▶ [DIRECTIONS FOR THIS TASK]:
Gather every line in the records below that contains the word "tree" and copy each such line in full.

▶ [GIVEN DATA]:
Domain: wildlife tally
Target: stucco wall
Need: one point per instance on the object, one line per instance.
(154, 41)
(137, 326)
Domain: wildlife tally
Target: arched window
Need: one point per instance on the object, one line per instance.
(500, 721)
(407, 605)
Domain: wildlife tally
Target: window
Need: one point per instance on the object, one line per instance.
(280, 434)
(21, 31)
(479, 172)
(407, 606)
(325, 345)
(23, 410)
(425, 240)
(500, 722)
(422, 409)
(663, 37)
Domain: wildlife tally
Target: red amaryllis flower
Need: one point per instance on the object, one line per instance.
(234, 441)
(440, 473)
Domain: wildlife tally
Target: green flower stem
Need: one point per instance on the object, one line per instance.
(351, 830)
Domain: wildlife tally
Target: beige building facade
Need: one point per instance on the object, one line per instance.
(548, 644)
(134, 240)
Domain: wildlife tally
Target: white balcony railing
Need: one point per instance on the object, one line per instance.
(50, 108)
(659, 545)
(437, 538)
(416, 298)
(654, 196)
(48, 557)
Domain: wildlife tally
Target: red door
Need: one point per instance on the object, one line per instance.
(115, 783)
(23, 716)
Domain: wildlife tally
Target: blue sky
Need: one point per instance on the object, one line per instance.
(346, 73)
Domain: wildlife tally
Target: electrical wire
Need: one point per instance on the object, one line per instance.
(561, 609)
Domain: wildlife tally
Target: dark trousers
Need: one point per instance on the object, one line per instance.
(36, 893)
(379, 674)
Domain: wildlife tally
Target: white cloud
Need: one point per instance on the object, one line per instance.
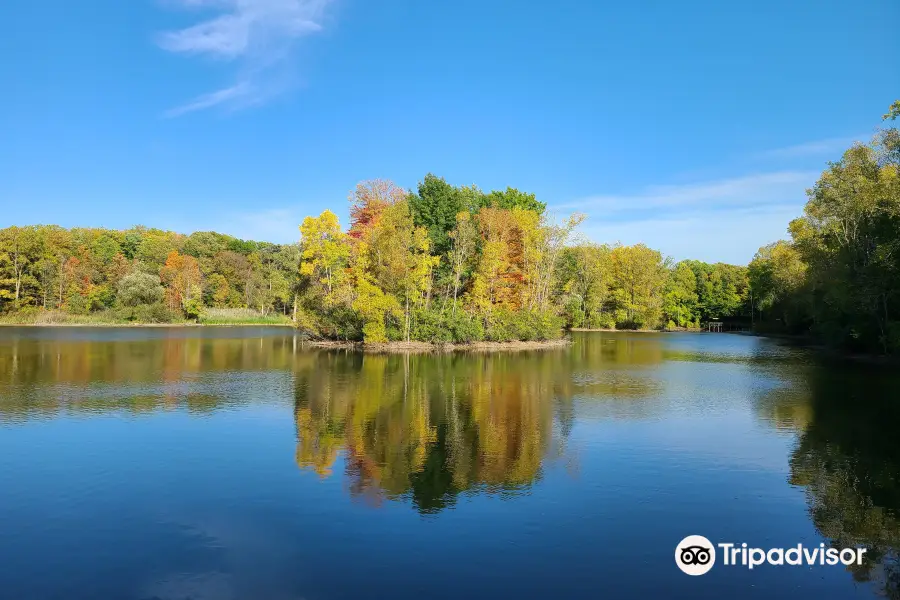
(749, 190)
(723, 220)
(831, 146)
(257, 36)
(732, 237)
(277, 225)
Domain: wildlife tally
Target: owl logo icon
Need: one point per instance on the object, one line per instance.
(695, 555)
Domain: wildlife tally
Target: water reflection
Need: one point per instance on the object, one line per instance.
(649, 412)
(847, 459)
(430, 427)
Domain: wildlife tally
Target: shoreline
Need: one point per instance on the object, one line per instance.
(148, 325)
(442, 347)
(607, 330)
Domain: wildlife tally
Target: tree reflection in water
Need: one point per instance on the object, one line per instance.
(431, 427)
(847, 459)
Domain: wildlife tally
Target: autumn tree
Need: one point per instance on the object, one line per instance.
(181, 275)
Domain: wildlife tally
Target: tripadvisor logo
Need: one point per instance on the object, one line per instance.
(696, 555)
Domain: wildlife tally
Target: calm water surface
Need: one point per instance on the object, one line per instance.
(234, 463)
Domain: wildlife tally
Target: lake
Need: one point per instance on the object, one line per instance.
(226, 463)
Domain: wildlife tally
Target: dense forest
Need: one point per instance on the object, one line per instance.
(446, 263)
(441, 263)
(838, 277)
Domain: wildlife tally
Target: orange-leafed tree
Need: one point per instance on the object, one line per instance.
(368, 202)
(182, 278)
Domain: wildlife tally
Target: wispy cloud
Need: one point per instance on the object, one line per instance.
(717, 220)
(257, 37)
(831, 146)
(278, 225)
(749, 190)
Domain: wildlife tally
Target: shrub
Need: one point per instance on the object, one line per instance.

▶ [SOLUTION BELOW]:
Target: tree reflection in water
Target: autumn tree
Target: orange-leafed tree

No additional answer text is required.